WHAT THE TASK REQUIRES: Pull out every line in the items below that contains the word "fence". Case counts, so match capital and small letters precisely.

========================

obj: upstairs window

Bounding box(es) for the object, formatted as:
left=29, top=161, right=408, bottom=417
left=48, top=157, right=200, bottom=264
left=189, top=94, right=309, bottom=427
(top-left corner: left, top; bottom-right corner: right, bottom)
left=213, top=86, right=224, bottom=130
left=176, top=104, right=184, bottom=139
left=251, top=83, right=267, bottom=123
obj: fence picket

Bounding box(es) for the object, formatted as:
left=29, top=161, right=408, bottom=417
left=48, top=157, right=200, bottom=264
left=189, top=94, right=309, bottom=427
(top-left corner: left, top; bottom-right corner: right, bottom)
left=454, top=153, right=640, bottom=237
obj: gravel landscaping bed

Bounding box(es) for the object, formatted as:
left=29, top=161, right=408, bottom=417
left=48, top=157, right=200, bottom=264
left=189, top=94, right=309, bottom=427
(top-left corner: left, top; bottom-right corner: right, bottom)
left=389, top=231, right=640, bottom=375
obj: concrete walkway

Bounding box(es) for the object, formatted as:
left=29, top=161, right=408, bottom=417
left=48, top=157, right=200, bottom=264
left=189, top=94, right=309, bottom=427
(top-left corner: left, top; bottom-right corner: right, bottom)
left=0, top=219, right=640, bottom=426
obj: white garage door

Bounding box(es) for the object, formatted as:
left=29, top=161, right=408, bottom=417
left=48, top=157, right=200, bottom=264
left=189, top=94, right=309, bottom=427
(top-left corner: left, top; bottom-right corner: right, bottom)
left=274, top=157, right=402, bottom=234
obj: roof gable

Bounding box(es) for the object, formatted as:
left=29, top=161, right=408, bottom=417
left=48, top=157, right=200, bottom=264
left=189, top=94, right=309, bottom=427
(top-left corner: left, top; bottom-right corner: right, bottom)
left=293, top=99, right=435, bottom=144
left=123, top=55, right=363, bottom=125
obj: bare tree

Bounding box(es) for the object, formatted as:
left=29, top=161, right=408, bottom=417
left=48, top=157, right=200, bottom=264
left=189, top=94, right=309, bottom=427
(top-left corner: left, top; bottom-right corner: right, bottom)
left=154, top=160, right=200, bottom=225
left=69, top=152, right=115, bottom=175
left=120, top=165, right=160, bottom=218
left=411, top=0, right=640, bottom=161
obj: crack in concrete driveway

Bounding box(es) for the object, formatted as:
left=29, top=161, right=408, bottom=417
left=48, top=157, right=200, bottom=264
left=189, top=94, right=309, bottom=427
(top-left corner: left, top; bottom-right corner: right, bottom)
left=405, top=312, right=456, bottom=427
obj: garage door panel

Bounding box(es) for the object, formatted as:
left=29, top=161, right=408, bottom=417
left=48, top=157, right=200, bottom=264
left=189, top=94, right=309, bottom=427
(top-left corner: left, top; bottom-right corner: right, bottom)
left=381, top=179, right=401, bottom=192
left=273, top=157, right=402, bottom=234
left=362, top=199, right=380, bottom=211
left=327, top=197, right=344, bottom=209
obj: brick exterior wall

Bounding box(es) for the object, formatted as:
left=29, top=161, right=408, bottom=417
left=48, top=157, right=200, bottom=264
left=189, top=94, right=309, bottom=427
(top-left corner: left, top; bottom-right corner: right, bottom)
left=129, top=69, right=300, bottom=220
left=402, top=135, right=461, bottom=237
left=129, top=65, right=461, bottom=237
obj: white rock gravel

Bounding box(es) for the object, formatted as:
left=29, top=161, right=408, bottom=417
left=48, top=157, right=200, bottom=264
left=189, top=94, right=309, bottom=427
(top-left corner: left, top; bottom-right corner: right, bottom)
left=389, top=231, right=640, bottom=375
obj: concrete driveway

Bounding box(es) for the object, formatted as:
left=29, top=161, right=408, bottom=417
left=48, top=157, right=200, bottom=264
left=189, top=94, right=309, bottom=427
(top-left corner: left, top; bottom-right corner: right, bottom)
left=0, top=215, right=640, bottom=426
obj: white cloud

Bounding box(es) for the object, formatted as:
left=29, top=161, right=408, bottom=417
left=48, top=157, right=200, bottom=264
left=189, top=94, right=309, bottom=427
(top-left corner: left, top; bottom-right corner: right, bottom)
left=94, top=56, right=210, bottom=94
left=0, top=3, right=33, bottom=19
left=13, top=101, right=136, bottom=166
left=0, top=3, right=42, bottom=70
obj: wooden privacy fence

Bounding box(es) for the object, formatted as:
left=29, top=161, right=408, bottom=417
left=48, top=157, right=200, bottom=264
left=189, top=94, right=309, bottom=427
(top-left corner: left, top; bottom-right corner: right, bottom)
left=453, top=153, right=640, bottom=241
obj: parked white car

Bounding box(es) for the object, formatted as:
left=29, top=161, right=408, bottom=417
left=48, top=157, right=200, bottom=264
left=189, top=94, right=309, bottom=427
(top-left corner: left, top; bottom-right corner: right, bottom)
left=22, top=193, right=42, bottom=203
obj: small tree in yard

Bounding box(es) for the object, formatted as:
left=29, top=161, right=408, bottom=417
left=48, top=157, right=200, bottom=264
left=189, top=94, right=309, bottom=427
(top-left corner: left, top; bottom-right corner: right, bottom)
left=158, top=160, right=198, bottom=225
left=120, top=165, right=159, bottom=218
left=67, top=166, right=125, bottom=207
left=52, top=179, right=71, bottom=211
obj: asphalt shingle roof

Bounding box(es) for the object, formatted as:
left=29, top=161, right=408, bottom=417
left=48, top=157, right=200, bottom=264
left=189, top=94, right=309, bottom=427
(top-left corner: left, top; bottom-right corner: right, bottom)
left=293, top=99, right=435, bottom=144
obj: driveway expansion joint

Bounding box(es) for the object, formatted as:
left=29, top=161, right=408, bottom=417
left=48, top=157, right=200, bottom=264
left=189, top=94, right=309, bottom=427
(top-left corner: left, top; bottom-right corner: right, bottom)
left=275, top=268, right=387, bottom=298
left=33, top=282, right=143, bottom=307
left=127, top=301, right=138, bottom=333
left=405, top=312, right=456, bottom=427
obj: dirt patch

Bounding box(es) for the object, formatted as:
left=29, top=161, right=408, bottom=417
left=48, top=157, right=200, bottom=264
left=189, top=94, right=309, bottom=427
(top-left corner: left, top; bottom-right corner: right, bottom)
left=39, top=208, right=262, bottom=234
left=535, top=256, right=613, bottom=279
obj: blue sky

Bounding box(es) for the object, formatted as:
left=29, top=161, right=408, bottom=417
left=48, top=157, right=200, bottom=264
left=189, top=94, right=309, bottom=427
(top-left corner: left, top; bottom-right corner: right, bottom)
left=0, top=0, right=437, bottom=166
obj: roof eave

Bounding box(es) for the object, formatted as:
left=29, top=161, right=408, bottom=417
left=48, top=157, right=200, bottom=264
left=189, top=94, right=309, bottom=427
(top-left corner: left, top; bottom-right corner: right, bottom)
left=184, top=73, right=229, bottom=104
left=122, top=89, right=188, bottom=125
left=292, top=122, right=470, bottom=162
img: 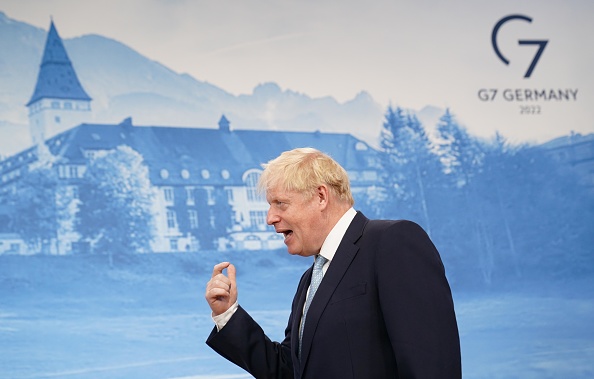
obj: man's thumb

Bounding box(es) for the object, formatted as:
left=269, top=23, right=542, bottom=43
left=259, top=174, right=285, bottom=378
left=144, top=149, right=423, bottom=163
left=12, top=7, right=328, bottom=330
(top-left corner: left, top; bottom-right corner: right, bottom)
left=227, top=264, right=236, bottom=286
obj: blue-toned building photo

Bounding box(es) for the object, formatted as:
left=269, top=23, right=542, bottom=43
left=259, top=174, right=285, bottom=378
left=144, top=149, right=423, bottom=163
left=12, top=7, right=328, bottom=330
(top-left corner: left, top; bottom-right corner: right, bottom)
left=0, top=22, right=379, bottom=254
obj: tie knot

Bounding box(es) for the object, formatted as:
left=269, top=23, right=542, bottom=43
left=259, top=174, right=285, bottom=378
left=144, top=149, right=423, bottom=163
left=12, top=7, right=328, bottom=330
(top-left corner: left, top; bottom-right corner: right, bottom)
left=314, top=254, right=328, bottom=270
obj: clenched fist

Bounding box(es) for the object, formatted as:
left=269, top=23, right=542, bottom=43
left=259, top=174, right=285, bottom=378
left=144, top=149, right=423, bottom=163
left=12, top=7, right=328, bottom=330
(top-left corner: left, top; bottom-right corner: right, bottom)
left=204, top=262, right=237, bottom=316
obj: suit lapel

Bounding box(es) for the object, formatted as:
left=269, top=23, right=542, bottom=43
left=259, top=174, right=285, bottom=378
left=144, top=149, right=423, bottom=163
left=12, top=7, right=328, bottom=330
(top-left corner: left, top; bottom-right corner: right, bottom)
left=293, top=212, right=369, bottom=372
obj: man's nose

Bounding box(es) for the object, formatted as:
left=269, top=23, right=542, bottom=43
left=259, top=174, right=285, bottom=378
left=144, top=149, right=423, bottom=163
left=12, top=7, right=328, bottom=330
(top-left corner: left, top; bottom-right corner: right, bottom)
left=266, top=207, right=280, bottom=225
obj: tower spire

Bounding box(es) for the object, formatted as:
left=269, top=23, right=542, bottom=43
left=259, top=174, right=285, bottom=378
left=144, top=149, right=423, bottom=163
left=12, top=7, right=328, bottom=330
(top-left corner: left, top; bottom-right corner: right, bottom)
left=27, top=20, right=91, bottom=106
left=27, top=18, right=91, bottom=145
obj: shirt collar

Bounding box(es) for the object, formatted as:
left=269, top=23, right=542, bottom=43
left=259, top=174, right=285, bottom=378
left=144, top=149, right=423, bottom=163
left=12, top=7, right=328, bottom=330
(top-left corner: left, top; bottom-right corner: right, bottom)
left=320, top=208, right=357, bottom=261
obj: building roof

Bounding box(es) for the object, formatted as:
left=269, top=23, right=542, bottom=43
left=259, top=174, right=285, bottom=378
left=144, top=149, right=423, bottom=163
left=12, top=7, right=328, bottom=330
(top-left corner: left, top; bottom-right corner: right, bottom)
left=32, top=119, right=377, bottom=186
left=27, top=21, right=91, bottom=106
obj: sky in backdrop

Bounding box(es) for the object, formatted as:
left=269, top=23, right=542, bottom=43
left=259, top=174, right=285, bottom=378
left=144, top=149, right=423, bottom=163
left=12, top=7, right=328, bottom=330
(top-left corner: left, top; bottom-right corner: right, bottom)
left=0, top=0, right=594, bottom=142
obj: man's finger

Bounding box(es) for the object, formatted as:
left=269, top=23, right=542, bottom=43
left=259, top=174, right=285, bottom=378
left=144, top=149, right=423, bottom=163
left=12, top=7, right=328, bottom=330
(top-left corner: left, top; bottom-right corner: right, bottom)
left=212, top=262, right=230, bottom=278
left=227, top=263, right=237, bottom=287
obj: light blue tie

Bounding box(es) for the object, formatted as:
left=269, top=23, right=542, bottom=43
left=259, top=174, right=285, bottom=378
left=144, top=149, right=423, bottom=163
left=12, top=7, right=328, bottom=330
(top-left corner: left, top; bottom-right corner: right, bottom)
left=299, top=255, right=328, bottom=357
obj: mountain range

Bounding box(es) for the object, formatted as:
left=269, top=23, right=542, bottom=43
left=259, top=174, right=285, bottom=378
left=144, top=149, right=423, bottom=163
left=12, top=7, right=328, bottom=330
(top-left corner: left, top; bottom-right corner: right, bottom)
left=0, top=11, right=402, bottom=156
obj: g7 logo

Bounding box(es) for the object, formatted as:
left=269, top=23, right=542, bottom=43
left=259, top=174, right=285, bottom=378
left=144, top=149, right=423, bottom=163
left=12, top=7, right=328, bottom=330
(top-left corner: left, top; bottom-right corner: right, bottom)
left=491, top=14, right=549, bottom=78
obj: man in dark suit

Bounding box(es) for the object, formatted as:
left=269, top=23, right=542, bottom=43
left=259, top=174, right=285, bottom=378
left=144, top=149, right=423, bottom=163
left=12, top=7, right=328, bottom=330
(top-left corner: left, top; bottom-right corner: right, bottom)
left=205, top=148, right=462, bottom=379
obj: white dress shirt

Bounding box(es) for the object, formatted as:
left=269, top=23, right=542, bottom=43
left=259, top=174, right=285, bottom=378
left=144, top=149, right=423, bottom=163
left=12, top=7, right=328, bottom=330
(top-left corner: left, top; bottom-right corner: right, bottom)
left=212, top=208, right=357, bottom=331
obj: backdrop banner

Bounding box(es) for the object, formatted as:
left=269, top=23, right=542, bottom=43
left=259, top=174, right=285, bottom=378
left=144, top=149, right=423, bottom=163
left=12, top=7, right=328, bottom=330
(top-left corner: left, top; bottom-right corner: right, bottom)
left=0, top=0, right=594, bottom=379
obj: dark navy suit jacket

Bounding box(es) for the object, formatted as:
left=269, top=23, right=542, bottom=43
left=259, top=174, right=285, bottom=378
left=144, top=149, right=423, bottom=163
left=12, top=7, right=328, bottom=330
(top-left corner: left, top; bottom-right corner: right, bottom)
left=207, top=213, right=462, bottom=379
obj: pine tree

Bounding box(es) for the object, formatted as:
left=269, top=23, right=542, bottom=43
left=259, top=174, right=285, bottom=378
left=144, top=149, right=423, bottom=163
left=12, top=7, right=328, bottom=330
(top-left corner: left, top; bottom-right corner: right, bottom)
left=77, top=146, right=154, bottom=264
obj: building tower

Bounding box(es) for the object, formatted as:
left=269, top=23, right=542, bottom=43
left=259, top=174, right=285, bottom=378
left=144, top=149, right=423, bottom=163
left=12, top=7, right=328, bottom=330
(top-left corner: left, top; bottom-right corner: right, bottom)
left=27, top=20, right=91, bottom=145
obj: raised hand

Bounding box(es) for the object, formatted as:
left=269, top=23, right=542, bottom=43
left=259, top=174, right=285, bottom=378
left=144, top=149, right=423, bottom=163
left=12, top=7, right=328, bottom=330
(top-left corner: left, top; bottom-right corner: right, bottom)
left=204, top=262, right=237, bottom=316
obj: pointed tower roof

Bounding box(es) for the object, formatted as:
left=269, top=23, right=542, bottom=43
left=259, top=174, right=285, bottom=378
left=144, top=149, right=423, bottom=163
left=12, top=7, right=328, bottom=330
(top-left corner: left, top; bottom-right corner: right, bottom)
left=27, top=20, right=91, bottom=106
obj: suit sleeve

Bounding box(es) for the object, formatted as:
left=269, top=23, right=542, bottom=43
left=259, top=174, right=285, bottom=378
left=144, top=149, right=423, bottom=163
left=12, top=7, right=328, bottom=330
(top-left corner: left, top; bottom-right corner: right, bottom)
left=376, top=221, right=462, bottom=379
left=206, top=306, right=293, bottom=379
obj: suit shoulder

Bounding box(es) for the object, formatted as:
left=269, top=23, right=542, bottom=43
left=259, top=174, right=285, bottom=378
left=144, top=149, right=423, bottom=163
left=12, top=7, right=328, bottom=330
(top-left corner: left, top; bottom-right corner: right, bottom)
left=366, top=220, right=426, bottom=234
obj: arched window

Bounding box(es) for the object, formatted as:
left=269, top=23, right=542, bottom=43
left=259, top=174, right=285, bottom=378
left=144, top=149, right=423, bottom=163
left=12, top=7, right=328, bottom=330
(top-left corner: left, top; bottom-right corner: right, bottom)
left=243, top=170, right=261, bottom=201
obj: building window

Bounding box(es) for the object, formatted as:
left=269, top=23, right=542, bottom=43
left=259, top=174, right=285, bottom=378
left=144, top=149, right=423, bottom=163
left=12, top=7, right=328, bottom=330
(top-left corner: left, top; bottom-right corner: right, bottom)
left=167, top=211, right=177, bottom=229
left=186, top=187, right=196, bottom=205
left=58, top=165, right=84, bottom=179
left=188, top=209, right=198, bottom=229
left=250, top=211, right=266, bottom=228
left=163, top=187, right=174, bottom=204
left=245, top=172, right=260, bottom=201
left=204, top=187, right=215, bottom=205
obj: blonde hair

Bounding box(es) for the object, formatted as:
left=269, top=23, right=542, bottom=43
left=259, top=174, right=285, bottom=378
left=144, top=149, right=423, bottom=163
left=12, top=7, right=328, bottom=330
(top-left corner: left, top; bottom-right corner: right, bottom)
left=258, top=147, right=355, bottom=206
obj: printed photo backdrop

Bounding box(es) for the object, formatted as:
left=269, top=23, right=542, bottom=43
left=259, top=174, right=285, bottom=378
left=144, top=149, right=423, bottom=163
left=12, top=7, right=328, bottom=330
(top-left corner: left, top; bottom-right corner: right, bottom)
left=0, top=0, right=594, bottom=378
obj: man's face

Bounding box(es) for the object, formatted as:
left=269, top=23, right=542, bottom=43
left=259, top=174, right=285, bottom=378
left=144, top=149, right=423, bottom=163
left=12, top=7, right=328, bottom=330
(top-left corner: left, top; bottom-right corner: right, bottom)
left=266, top=188, right=327, bottom=257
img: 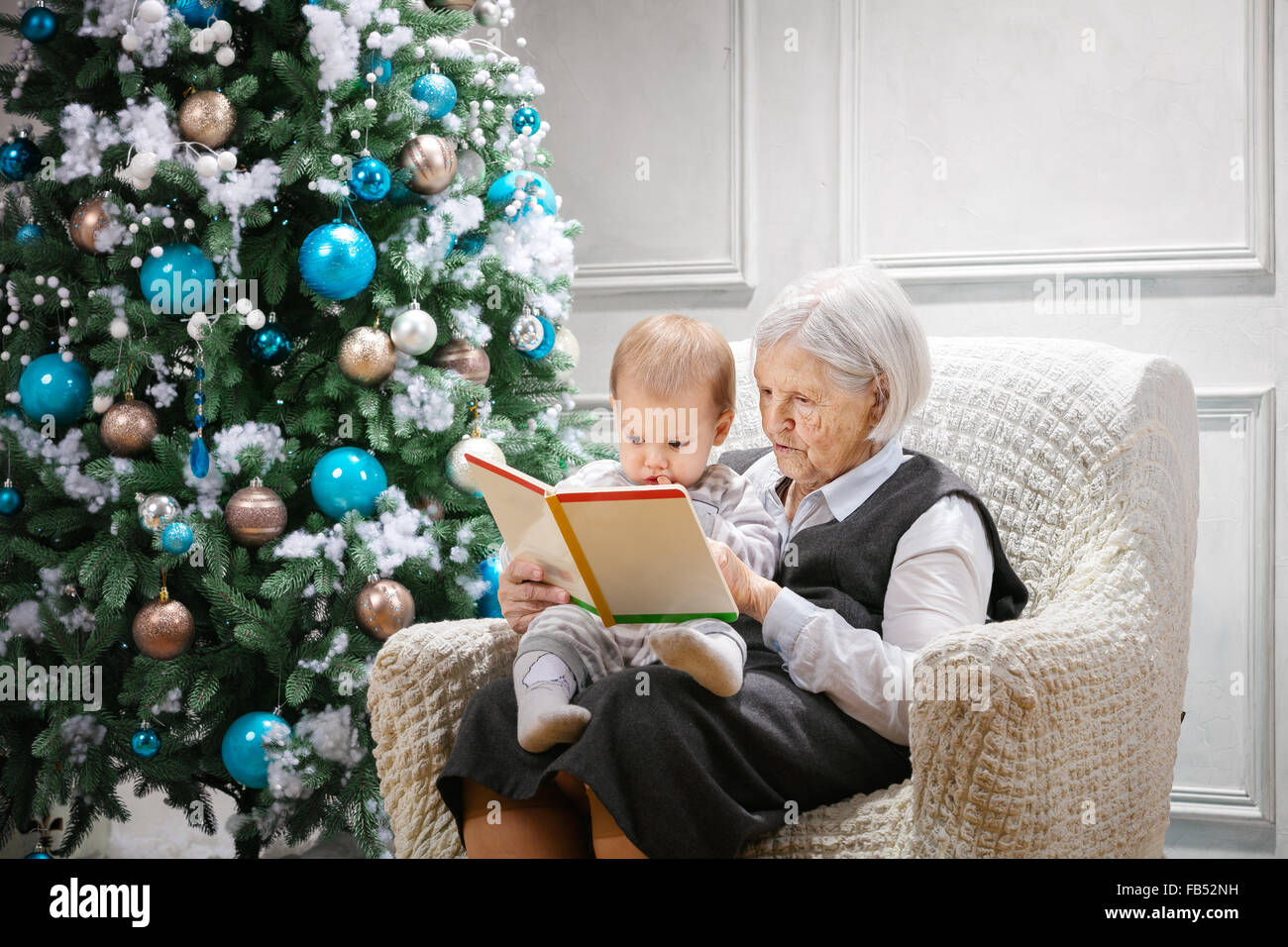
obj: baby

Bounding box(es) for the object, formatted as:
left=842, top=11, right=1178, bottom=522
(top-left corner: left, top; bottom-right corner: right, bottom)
left=501, top=314, right=780, bottom=753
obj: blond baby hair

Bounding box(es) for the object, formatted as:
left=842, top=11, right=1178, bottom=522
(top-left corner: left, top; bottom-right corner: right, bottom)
left=608, top=312, right=738, bottom=414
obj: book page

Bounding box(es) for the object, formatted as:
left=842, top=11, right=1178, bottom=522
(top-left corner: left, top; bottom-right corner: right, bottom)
left=558, top=485, right=738, bottom=624
left=467, top=454, right=591, bottom=604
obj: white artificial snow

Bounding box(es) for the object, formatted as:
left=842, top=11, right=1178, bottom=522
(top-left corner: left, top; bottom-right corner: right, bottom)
left=54, top=102, right=121, bottom=184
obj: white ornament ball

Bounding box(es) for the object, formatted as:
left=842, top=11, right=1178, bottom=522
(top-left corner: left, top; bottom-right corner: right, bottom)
left=389, top=309, right=438, bottom=356
left=139, top=0, right=164, bottom=23
left=447, top=437, right=505, bottom=494
left=188, top=312, right=210, bottom=342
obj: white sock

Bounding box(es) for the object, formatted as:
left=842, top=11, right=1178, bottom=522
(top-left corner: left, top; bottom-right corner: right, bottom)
left=514, top=651, right=590, bottom=753
left=648, top=625, right=743, bottom=697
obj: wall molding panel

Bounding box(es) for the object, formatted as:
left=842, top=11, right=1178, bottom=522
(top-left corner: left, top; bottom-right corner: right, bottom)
left=838, top=0, right=1274, bottom=283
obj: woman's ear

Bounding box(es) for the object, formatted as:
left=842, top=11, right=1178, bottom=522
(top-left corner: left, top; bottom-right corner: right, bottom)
left=868, top=373, right=890, bottom=428
left=711, top=407, right=733, bottom=447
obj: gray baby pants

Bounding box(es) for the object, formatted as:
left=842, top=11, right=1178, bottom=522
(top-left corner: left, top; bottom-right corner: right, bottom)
left=515, top=604, right=747, bottom=690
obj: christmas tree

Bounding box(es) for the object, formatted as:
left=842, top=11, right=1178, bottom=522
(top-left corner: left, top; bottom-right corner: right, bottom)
left=0, top=0, right=609, bottom=856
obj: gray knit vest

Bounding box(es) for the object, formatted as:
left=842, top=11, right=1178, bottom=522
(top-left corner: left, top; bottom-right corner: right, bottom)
left=720, top=447, right=1029, bottom=647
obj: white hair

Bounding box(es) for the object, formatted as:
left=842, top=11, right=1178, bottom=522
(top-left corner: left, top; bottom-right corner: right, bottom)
left=751, top=262, right=930, bottom=443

========================

ANSWER TO THE TASK:
obj: fence picket
obj: wooden privacy fence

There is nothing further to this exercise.